--- PASSAGE ---
[Spambayes-checkins] spambayes/spambayes Options.py, 1.86, 1.87 classifier.py, 1.10, 1.11

Sat Dec 13 23:12:34 EST 2003

Update of /cvsroot/spambayes/spambayes/spambayes
In directory sc8-pr-cvs1:/tmp/cvs-serv20174/spambayes

Modified Files:
	Options.py classifier.py 
Log Message:
Removed support code for the defunct
experimental_ham_spam_imbalance_adjustment option, and fiddled some docs
accordingly.  Options.py still knows about it, and various UI components
building on Options.py, to avoid breaking anything that's using it.
Unsure to get rid of it completely.


Index: Options.py
===================================================================
RCS file: /cvsroot/spambayes/spambayes/spambayes/Options.py,v
retrieving revision 1.86
retrieving revision 1.87
diff -C2 -d -r1.86 -r1.87
*** Options.py	14 Dec 2003 01:34:42 -0000	1.86
--- Options.py	14 Dec 2003 04:12:32 -0000	1.87
***************
*** 409,413 ****
      # than min(# ham trained on, # spam trained on) justifies.  I *expect*
      # this option will go away (and become the default), but people *with*
!     # strong imbalance need to test it first.
  
      ("experimental_ham_spam_imbalance_adjustment", "Compensate for unequal numbers of spam and ham", False,
--- 409,416 ----
      # than min(# ham trained on, # spam trained on) justifies.  I *expect*
      # this option will go away (and become the default), but people *with*
!     # strong imbalance need to test it first.\
!     # LATER:  this option sucked, creating more problems than it solved.
!     # XXX The code in classifier.py is gone now.  How can we get rid of
!     # XXX the option gracefully?
  
      ("experimental_ham_spam_imbalance_adjustment", "Compensate for unequal numbers of spam and ham", False,

Index: classifier.py
===================================================================
RCS file: /cvsroot/spambayes/spambayes/spambayes/classifier.py,v
retrieving revision 1.10
retrieving revision 1.11
diff -C2 -d -r1.10 -r1.11
*** classifier.py	15 Sep 2003 01:08:11 -0000	1.10
--- classifier.py	14 Dec 2003 04:12:32 -0000	1.11
***************
*** 248,257 ****
          prob = spamratio / (hamratio + spamratio)
  
-         if options["Classifier", "experimental_ham_spam_imbalance_adjustment"]:
-             spam2ham = min(nspam / nham, 1.0)
-             ham2spam = min(nham / nspam, 1.0)
-         else:
-             spam2ham = ham2spam = 1.0
- 
          S = options["Classifier", "unknown_word_strength"]
          StimesX = S * options["Classifier", "unknown_word_prob"]
--- 248,251 ----
***************
*** 274,296 ****
          # less so the larger n is, or the smaller s is.
  
!         # Experimental:
!         # Picking a good value for n is interesting:  how much empirical
!         # evidence do we really have?  If nham == nspam,
!         # hamcount + spamcount makes a lot of sense, and the code here
!         # does that by default.

--- TASKS AND EXERCISES ---
• A. In the spambayes checkin, why does Options.py still recognize the experimental_ham_spam_imbalance_adjustment option?
• B. Rewrite the paragraph of the spambayes checkin that begins "Removed support code for the defunct" as a short list that keeps its main facts.

--- ENTRIES SUPPLIED ---
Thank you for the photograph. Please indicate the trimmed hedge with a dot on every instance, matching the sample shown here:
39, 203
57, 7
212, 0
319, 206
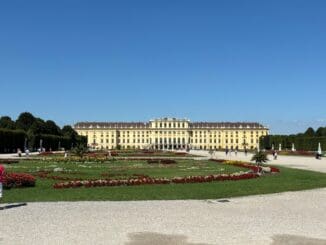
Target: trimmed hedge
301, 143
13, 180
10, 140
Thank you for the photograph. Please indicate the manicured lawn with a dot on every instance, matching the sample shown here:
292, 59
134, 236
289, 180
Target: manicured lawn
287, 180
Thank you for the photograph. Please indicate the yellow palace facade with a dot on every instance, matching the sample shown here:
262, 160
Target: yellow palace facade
--
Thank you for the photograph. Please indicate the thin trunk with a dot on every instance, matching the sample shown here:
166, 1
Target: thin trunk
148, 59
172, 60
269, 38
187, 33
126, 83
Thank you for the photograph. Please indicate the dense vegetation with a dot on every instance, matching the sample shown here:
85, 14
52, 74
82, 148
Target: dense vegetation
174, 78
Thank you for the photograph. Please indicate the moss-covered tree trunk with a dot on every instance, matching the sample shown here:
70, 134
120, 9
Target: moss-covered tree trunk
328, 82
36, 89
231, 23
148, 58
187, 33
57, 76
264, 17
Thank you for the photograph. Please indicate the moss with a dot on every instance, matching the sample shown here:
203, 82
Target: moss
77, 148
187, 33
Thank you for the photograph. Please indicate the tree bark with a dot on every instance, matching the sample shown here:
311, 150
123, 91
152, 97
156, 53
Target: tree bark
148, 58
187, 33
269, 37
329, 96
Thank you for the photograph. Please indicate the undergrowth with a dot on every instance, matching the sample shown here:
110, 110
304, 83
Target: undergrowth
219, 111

--- FINAL ANSWERS ---
• A. It keeps the option, along with the UI components built on Options.py, so that nothing still using it breaks.

• B.
- The support code for the defunct experimental_ham_spam_imbalance_adjustment option was removed.
- Some documentation was adjusted to match.
- Options.py and the UI components that build on it still know about the option, so that nothing using it breaks.
- Whether to remove the option completely is still uncertain.